▶ [Challenges]:
**A)** According to the betta thread, what does Alisha keep in the 10 gallon with her betta?
**B)** Retype the rows from the line that contains "like [79, 687]." through the line that contains "[1026, 532]", including both of those lines and changing nothing.

▶ [Extract provided]:
[start]
Well, you can see them in my signature, but...

Ripley is in the 10 gallon by himself (for now, as he might be getting some friends once I get everything worked out).

And Flik is in the 33 gallon with the platies and the guppies - and he seems to be having a good time! He's pretty active in there (I switched them because Flik seemed to be pouting because he was by himself. Plus, he's a bit smarter about finding the flakes floating on the top of the water...).


----------



## Niki2105 (Apr 12, 2005)

Right now mine is in a 15 Gallon with 2 Dwarf Gouramis. He use to live in a Gallon bowl and then a 10 gallon tank with the Gouramis and Neon Tetras but when I put the Apple Snails in the 10 Gallon I didnt want him to bite off there antennas. I dont know if its because hes old or what but I find that he is not very active even though he has all that space.
Niki


----------



## Guest (Jun 28, 2006)

I had a betta in a 10g by himself. He was pretty old and got pretty slow after awhile. Its probably just old age.


----------



## Rebecca (Apr 6, 2006)

*My bettas*

Hey guys
I have 1 male betta in a 2.5 gallon heated bowl, 1 feisty female betta in a 3 gallon heated bowl, 1 male betta in a 5 gallon heated tank, 1 male betta in a 2.5 gallon heated tank, 1 gorgeous crowntail male in a 10 gallon with 5 neon tetras, and 1 male splenden in a 15 gallon with 3 albino cory cats and 6 white cloud mountain minnows.
Whew!!!! It's looking like I have a little fishy addiction when I type it all out!!


----------



## ladypirate (Jul 3, 2006)

Ok I have 2males in 10 gal each another male in a 5G one male in a 125g tank just for now I have more betta tanks on the way and 1 in a 1G and all my females are in a 10G tank, and they all seem very happy.


----------



## MonknSharona (Mar 6, 2006)

Hi! 

I had six bettas, but right now am down to one. All have either been in a 5 gal or a 10 gal. I too am one of those who won't put one in anything smaller than a 5 gallon. I only give them tankmates if they are in a 10 gallon and then it's only some sort of snail (brigs, cana, MTS, Euro Rams, Marisa, or A. Spixi).


----------



## Alisha (Aug 5, 2005)

I have my betta in a 10 gallon with 2 albino cory cats.


----------



## (RC) (Jan 18, 2005)

32oz jars in a barrack system


----------



## Willow (Mar 20, 2005)
[end]
▶ [Input material]:
[start]
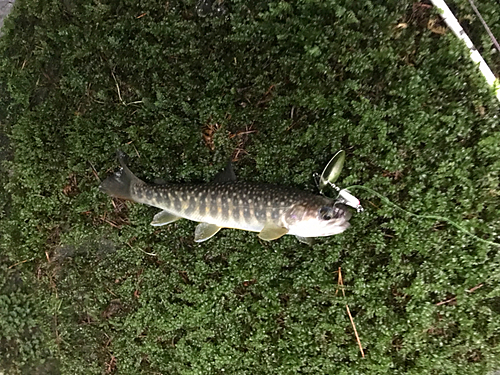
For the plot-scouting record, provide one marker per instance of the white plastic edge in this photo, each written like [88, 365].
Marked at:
[454, 25]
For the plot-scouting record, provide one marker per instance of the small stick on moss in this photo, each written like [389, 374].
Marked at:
[341, 284]
[457, 29]
[485, 25]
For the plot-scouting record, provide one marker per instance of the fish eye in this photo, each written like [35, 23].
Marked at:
[326, 213]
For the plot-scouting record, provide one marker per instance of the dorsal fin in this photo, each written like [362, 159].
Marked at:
[227, 174]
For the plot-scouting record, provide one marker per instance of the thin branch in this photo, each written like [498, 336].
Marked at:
[492, 37]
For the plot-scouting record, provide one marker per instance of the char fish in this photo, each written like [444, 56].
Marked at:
[271, 210]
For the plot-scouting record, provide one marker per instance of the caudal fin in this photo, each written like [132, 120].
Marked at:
[120, 183]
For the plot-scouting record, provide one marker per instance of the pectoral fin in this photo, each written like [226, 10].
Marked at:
[204, 231]
[163, 218]
[272, 231]
[307, 240]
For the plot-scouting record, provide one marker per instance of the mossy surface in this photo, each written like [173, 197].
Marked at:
[89, 287]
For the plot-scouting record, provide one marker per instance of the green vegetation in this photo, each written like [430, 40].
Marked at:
[89, 287]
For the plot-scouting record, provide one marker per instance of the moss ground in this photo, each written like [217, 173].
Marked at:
[89, 287]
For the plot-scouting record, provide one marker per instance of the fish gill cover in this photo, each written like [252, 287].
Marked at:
[89, 287]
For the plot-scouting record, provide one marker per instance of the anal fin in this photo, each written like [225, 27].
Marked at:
[272, 232]
[163, 218]
[204, 231]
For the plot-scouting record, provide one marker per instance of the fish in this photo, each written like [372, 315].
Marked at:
[271, 210]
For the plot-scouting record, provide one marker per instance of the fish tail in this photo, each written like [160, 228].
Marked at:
[120, 184]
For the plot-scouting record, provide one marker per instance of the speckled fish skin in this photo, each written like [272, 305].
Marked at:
[234, 204]
[230, 204]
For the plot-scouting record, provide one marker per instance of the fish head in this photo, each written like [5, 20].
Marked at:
[321, 218]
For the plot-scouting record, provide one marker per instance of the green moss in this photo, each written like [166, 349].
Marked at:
[417, 122]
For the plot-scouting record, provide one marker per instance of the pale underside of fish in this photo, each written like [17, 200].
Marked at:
[271, 210]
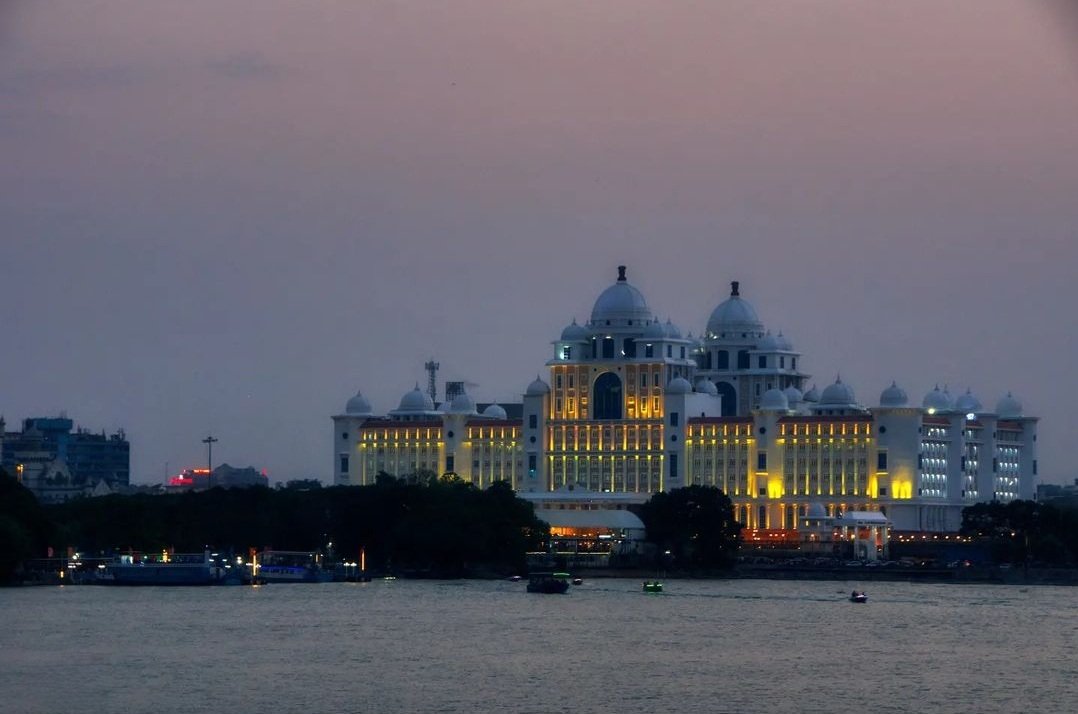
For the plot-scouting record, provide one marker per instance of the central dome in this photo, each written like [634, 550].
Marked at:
[620, 302]
[733, 315]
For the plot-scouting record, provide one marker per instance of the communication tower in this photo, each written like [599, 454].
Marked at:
[431, 368]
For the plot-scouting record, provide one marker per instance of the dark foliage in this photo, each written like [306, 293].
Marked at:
[24, 526]
[1026, 531]
[418, 525]
[695, 524]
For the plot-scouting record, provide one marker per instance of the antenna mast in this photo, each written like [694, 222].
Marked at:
[431, 368]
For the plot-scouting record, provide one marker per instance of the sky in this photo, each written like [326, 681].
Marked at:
[225, 217]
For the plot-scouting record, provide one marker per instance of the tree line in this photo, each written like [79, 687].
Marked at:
[419, 524]
[1026, 532]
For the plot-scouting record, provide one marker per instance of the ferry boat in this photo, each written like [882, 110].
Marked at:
[555, 584]
[289, 566]
[170, 568]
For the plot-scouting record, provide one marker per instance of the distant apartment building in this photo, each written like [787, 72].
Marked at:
[223, 476]
[57, 462]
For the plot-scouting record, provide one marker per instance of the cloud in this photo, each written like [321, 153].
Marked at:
[70, 77]
[246, 66]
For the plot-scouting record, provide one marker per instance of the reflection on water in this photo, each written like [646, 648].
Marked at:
[487, 646]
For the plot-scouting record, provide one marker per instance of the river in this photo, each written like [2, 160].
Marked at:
[703, 646]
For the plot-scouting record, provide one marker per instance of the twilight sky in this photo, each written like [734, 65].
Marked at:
[224, 216]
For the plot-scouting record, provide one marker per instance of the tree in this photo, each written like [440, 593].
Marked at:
[24, 526]
[695, 524]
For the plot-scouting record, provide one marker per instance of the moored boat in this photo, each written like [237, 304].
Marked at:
[549, 582]
[170, 568]
[289, 566]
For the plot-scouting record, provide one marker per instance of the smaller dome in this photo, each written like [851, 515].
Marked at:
[774, 400]
[894, 396]
[769, 343]
[416, 400]
[678, 385]
[463, 404]
[706, 386]
[968, 403]
[575, 332]
[495, 411]
[654, 330]
[733, 315]
[1008, 407]
[537, 388]
[937, 400]
[358, 406]
[838, 394]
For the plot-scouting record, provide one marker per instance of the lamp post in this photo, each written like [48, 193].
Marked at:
[209, 441]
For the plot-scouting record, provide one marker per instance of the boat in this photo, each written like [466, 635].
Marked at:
[549, 582]
[289, 566]
[170, 568]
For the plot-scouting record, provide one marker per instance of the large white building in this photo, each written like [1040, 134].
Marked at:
[633, 406]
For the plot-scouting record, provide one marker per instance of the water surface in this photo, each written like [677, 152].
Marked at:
[488, 646]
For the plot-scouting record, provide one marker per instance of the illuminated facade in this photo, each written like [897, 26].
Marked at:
[632, 406]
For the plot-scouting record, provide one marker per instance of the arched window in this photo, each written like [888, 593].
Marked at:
[729, 398]
[607, 398]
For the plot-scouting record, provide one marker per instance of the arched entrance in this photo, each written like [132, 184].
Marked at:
[729, 398]
[607, 397]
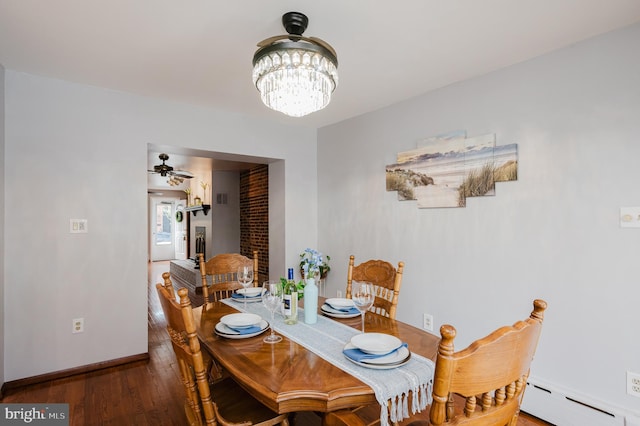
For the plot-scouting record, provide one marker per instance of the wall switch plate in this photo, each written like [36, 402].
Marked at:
[427, 322]
[630, 217]
[78, 325]
[78, 226]
[633, 384]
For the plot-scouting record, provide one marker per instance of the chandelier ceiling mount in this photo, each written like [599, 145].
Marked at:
[295, 75]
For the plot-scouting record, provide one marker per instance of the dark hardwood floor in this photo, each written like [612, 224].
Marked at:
[140, 393]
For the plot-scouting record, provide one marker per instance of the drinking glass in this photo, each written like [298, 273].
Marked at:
[272, 294]
[245, 277]
[362, 297]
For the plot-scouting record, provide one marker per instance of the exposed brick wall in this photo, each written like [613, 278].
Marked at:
[254, 216]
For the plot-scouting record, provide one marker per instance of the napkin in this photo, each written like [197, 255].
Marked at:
[242, 296]
[247, 330]
[349, 310]
[359, 356]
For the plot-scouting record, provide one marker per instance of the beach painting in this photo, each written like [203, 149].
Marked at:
[443, 171]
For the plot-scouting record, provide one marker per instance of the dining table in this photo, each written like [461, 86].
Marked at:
[289, 377]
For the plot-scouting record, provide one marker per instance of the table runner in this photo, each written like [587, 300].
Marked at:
[327, 339]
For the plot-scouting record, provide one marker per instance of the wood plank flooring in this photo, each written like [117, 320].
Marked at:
[137, 394]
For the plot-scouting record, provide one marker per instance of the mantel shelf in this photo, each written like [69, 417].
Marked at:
[201, 207]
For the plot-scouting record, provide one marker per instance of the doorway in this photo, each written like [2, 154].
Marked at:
[162, 228]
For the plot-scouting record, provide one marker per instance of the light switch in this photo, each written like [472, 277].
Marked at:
[78, 226]
[630, 217]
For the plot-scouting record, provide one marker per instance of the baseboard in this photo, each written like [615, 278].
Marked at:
[14, 384]
[561, 406]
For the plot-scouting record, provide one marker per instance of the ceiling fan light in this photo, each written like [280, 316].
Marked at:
[296, 76]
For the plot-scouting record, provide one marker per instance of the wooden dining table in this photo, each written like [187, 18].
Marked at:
[287, 377]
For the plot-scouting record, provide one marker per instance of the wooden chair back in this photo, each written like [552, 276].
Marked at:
[490, 374]
[222, 269]
[182, 331]
[167, 284]
[386, 280]
[226, 403]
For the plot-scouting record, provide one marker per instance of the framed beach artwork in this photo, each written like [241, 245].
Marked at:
[443, 171]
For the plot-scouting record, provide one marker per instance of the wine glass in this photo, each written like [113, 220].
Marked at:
[245, 277]
[363, 297]
[272, 294]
[end]
▶ [Answers in order]:
**A)** Two albino cory cats.

**B)**
For the plot-scouting record, provide one marker per instance of the tree line in this photo, each written like [79, 687].
Marked at:
[419, 524]
[1026, 532]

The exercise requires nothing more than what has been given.